I have never spoken with a school shooter, but I’ve talked with many teenage boys and young men who—though behaviorally nonviolent themselves—emotionally connect with the anger, alienation, and hopelessness of school shooters.
Regardless of whether they received poor or excellent grades, these teenage boys and young men all tell me that high school was an oppressive experience. When we talk about Trump’s support for arming school teachers, they make caustic remarks such as: “Prison experts have long known that it’s a bad idea for prison guards to carry guns.”
Cynical about virtually all societal institutions, these young people tell me that NRA leaders care only about the NRA and gun profits and couldn’t care less about them. And they have no hope that gutless politicians’ gun control laws will decrease school shootings.
These teenage boys and young men are acutely sensitive to the variety of ways adults try to coerce compliance, and they dislike both self-identified “conservatives” and “liberals.” For these young people, conservatives’ religion and militarized society and liberals’ schools and shrinks are different faces of the same oppressive box.

▸ **USING THE INFORMATION**
- 1) Translate this sentence from the passage on alienated young men and school shootings into Spanish: "And they have no hope that gutless politicians’ gun control laws will decrease school shootings."
- 2) Write the next few sentences of the passage on alienated young men and school shootings, picking up after its final sentence.

▸ **DATA FOR ANALYSIS**
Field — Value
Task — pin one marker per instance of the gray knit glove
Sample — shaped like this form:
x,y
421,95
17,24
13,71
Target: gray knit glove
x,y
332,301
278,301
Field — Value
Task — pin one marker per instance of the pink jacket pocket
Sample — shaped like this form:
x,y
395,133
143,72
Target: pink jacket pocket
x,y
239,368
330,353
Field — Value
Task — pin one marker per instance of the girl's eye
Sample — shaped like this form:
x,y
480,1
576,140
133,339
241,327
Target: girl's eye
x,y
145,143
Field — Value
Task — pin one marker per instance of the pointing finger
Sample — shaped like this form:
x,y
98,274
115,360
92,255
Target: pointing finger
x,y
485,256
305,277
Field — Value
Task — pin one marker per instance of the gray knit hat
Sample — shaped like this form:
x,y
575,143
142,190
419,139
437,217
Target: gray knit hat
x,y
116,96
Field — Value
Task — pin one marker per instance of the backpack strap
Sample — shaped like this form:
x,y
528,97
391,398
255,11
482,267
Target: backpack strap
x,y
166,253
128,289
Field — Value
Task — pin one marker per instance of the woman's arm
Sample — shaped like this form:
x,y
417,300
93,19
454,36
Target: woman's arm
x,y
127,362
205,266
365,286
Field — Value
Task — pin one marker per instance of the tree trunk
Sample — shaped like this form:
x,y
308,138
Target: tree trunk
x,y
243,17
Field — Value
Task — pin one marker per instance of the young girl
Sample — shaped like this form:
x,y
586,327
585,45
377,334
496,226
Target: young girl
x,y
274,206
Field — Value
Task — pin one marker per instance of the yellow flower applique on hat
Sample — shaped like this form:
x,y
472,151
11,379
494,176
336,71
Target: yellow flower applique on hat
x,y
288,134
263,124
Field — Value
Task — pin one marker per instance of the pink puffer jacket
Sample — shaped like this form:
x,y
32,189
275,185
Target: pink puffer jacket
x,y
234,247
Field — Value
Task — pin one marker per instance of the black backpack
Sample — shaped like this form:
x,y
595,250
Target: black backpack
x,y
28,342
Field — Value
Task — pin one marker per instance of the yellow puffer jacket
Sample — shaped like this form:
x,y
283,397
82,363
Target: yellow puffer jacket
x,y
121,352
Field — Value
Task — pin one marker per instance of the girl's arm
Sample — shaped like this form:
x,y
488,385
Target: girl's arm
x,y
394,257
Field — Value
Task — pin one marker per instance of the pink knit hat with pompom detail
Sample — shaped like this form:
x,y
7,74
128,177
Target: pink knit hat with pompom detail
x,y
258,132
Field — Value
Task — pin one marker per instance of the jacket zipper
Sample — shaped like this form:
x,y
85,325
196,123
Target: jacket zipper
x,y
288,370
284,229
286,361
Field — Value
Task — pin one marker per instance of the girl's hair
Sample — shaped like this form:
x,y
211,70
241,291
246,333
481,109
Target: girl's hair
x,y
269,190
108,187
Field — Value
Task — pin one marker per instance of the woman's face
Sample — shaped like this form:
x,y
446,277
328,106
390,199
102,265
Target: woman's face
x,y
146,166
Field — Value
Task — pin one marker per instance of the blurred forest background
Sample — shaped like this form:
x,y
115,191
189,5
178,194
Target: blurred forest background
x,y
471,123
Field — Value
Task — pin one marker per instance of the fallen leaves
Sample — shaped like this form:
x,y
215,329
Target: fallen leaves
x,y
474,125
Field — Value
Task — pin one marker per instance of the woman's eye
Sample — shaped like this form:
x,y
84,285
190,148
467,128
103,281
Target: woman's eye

▸ **ANSWER SECTION**
- 1) Y no tienen ninguna esperanza de que las leyes de control de armas de los políticos cobardes reduzcan los tiroteos escolares.

- 2)
Especially cynical about mental health treatment, these young people all know emotionally troubled peers for whom mental health treatments were unhelpful, in some cases resulting in troubled kids becoming scary ones. Some of these young men whom I talk with know the details of the lives of well-known school shooters who had undergone treatment prior to their massacres—for example, Eric Harris and Dylan Klebold, whose school shooting in 1999 at Columbine High School in Littleton, Colorado resulted in 15 dead (including themselves) and many others severely injured.
In 1998, Eric and Dylan, following their arrest for theft and in exchange for expunging their criminal records, agreed to diversion programs that included anger management. In Columbine: A True Crime Story, journalist Jeff Kass concluded, “In fact the diversion program itself, meant to soothe and rectify Eric and Dylan, probably prodded them towards Columbine as they chafed against the strict guidelines and boiled inside for being caught.”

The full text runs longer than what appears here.